RECORDS FOR THIS EXERCISE:
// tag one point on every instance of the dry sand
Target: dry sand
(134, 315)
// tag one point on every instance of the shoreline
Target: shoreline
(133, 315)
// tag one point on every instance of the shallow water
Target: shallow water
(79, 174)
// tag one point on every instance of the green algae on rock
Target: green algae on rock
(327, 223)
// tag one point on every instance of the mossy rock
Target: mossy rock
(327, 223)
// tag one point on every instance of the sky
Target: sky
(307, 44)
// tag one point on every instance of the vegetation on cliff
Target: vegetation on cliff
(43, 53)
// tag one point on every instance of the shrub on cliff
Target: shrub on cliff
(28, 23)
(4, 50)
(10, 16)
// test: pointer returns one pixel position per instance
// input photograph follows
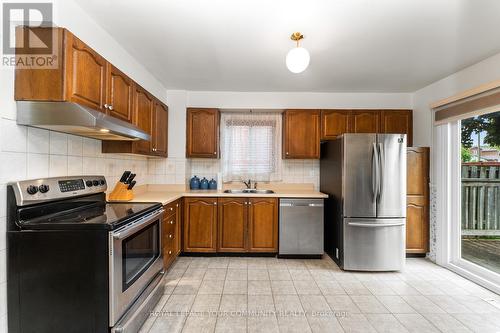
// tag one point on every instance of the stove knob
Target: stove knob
(43, 188)
(32, 189)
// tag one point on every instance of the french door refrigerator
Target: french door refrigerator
(365, 214)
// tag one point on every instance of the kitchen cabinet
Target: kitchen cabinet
(232, 225)
(202, 133)
(417, 209)
(397, 121)
(171, 233)
(364, 121)
(334, 123)
(263, 225)
(301, 134)
(86, 78)
(120, 94)
(200, 225)
(160, 129)
(152, 117)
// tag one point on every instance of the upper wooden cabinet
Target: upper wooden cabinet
(87, 74)
(200, 225)
(301, 134)
(232, 225)
(120, 95)
(364, 121)
(417, 209)
(334, 123)
(202, 133)
(160, 129)
(397, 121)
(86, 78)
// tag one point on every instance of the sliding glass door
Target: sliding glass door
(480, 191)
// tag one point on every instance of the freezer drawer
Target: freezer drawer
(301, 227)
(374, 244)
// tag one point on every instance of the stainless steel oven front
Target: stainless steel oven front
(135, 258)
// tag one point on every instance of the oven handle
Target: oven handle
(137, 225)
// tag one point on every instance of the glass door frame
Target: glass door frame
(447, 175)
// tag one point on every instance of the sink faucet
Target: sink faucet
(248, 184)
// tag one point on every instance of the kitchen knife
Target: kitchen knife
(125, 175)
(130, 178)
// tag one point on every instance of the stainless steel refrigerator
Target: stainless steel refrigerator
(365, 214)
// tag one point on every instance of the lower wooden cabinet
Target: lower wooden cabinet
(200, 225)
(417, 209)
(171, 233)
(230, 225)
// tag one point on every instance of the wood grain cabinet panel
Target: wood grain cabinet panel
(232, 225)
(334, 123)
(200, 225)
(365, 121)
(397, 121)
(301, 134)
(263, 225)
(120, 94)
(143, 110)
(87, 74)
(417, 211)
(202, 133)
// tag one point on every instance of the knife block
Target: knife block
(121, 193)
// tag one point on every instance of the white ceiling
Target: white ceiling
(355, 45)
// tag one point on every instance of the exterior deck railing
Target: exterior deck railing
(481, 199)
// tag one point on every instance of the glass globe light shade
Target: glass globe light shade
(297, 59)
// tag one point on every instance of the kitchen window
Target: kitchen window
(251, 146)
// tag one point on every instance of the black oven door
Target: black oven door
(135, 259)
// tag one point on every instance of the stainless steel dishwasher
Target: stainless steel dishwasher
(301, 228)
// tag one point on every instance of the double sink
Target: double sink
(249, 191)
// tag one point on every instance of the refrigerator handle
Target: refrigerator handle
(381, 170)
(375, 171)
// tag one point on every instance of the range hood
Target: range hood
(72, 118)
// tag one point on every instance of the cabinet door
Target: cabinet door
(160, 129)
(365, 121)
(86, 74)
(301, 134)
(417, 211)
(120, 94)
(143, 111)
(200, 224)
(334, 123)
(263, 225)
(397, 121)
(232, 226)
(202, 133)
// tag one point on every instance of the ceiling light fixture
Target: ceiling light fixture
(297, 58)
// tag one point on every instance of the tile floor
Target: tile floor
(221, 294)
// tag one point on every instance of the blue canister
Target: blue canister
(194, 183)
(204, 184)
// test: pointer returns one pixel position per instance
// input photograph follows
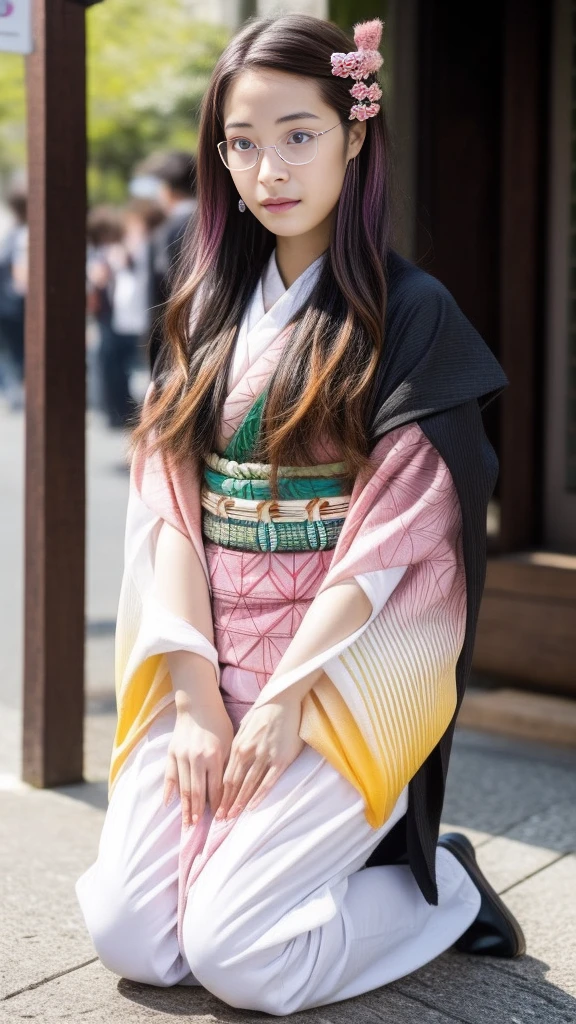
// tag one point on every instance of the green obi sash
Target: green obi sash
(232, 475)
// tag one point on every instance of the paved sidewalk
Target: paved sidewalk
(516, 801)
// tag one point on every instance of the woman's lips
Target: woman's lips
(280, 207)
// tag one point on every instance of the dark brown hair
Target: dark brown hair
(322, 384)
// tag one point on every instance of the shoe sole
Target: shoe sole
(464, 852)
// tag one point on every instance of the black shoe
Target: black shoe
(495, 931)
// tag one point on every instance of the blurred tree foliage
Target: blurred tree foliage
(149, 65)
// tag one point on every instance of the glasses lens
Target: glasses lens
(238, 154)
(297, 146)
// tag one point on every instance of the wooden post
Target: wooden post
(53, 692)
(525, 116)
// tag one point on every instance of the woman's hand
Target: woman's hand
(265, 743)
(197, 755)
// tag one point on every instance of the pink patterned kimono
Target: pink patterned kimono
(387, 691)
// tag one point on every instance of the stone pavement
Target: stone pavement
(516, 801)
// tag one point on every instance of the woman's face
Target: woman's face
(263, 101)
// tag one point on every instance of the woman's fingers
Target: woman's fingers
(186, 791)
(198, 787)
(215, 787)
(247, 786)
(264, 786)
(170, 781)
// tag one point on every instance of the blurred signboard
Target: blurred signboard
(15, 26)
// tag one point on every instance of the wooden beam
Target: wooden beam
(526, 624)
(53, 692)
(525, 118)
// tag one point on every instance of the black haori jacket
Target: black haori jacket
(438, 371)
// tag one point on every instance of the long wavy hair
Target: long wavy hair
(323, 382)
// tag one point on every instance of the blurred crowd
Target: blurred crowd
(131, 254)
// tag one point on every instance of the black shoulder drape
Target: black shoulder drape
(438, 371)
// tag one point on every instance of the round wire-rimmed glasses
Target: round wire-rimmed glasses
(290, 153)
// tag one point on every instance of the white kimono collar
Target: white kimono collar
(258, 327)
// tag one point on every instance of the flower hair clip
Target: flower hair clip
(359, 65)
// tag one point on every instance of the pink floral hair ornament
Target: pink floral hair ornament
(359, 65)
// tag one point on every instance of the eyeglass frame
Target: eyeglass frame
(259, 148)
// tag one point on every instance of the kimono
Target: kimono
(378, 723)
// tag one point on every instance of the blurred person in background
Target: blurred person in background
(175, 173)
(104, 230)
(119, 269)
(13, 285)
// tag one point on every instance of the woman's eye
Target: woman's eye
(297, 137)
(238, 143)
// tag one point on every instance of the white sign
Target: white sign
(15, 26)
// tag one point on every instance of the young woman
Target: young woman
(304, 559)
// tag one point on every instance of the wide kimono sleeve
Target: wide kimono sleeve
(146, 629)
(387, 691)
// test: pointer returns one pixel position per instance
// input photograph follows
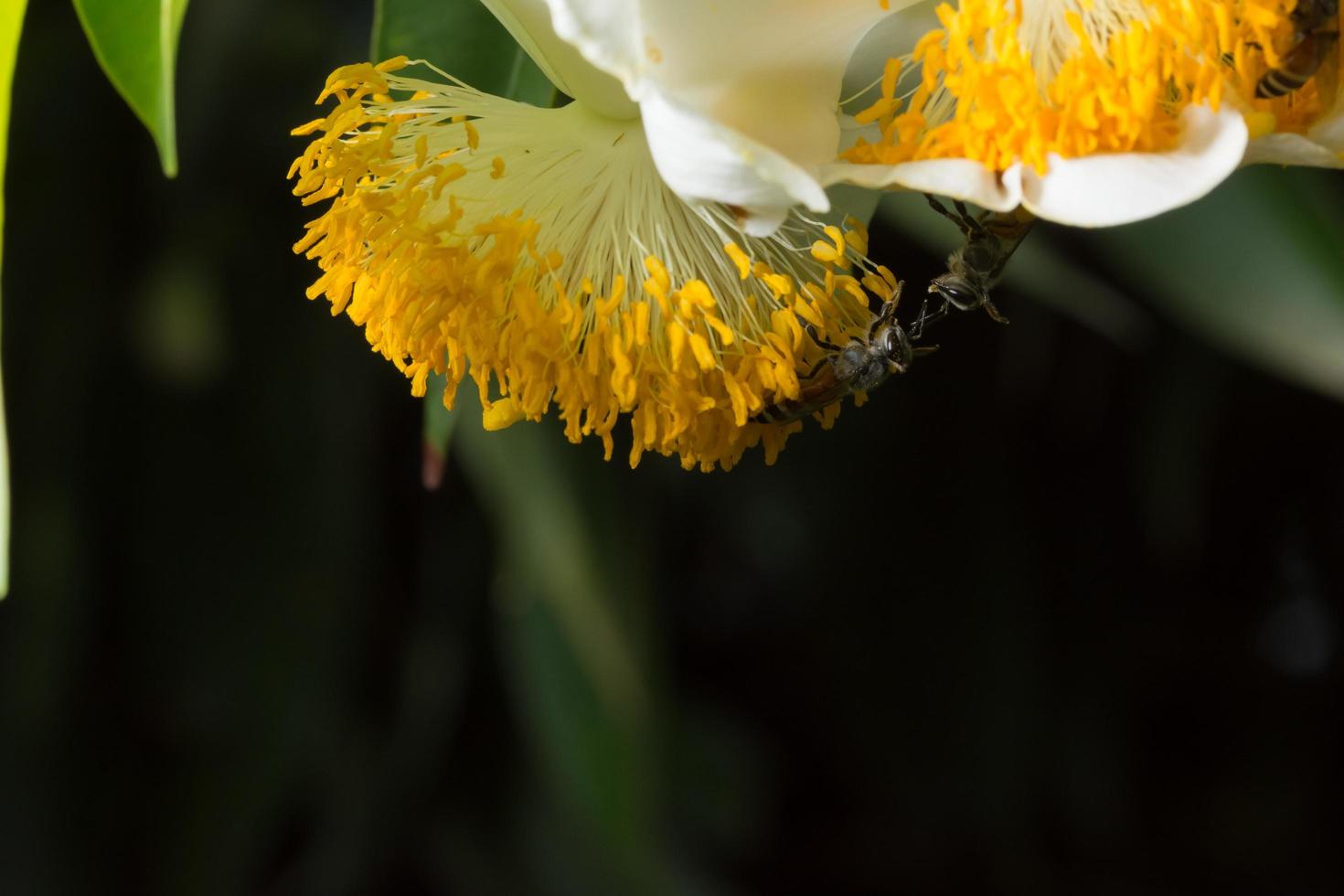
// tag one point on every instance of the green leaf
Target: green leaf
(11, 23)
(581, 680)
(463, 37)
(1255, 268)
(136, 45)
(1040, 271)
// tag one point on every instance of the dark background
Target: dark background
(1055, 613)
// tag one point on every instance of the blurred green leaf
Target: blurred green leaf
(136, 45)
(1038, 271)
(463, 37)
(11, 23)
(1257, 268)
(581, 680)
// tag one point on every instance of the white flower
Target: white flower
(737, 98)
(1086, 112)
(638, 254)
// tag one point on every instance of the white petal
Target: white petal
(529, 23)
(1290, 149)
(890, 37)
(760, 78)
(1329, 131)
(702, 160)
(957, 177)
(1118, 188)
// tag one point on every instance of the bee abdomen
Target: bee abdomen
(1277, 83)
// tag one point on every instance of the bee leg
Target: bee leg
(994, 312)
(926, 320)
(943, 209)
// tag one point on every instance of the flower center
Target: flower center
(1006, 82)
(539, 251)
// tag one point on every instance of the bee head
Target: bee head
(895, 348)
(957, 291)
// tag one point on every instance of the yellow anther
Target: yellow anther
(500, 415)
(740, 258)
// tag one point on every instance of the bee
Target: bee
(975, 268)
(1315, 48)
(858, 367)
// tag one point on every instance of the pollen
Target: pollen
(1017, 80)
(575, 283)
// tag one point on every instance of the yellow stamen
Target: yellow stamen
(1006, 82)
(527, 283)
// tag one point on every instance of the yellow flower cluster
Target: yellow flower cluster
(1003, 85)
(474, 235)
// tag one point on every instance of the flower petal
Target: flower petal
(1290, 149)
(957, 177)
(761, 78)
(702, 160)
(1118, 188)
(529, 23)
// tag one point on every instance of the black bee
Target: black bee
(1315, 48)
(975, 268)
(858, 367)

TASK TO CARRY OUT:
From the line that contains "the white flower" down to the last line of the listing above, repeat each line exactly, and include nothing else.

THE OUTPUT:
// tag one point on every instance of the white flower
Target: white flower
(737, 98)
(1086, 112)
(638, 254)
// tag one point on every instance of the white petal
Target: white petal
(529, 23)
(1290, 149)
(890, 37)
(760, 78)
(1329, 131)
(702, 160)
(957, 177)
(1118, 188)
// tag one point on every instance of the bee abdomen
Target: bee abdomen
(1277, 83)
// tag one point on every instance of the bee leg
Target: bee leg
(994, 312)
(926, 320)
(943, 209)
// tag one point on every instance of the flower center
Target: flower center
(1006, 82)
(539, 251)
// tag one point on every instance of the bee head
Target: bee head
(895, 348)
(957, 291)
// tag one point on every instance of the yellow anther
Target: yellow anther
(500, 415)
(740, 258)
// tag one point on every instance of the bee
Target: bee
(975, 268)
(1315, 48)
(858, 367)
// tag one point on every instance of the pollen
Target: pollen
(1017, 80)
(575, 283)
// tag one point on every instance of the yellow stamen
Target: yellow stamen
(1006, 82)
(527, 283)
// tag one point on every instance of the yellow flower cluster
Target: yellow flower cluster
(1003, 85)
(474, 235)
// tag one point on every instance of the flower petal
Target: flower petal
(1290, 149)
(957, 177)
(761, 78)
(702, 160)
(1118, 188)
(529, 23)
// tag one point on every instance of the black bee
Target: black bee
(1315, 48)
(975, 268)
(858, 367)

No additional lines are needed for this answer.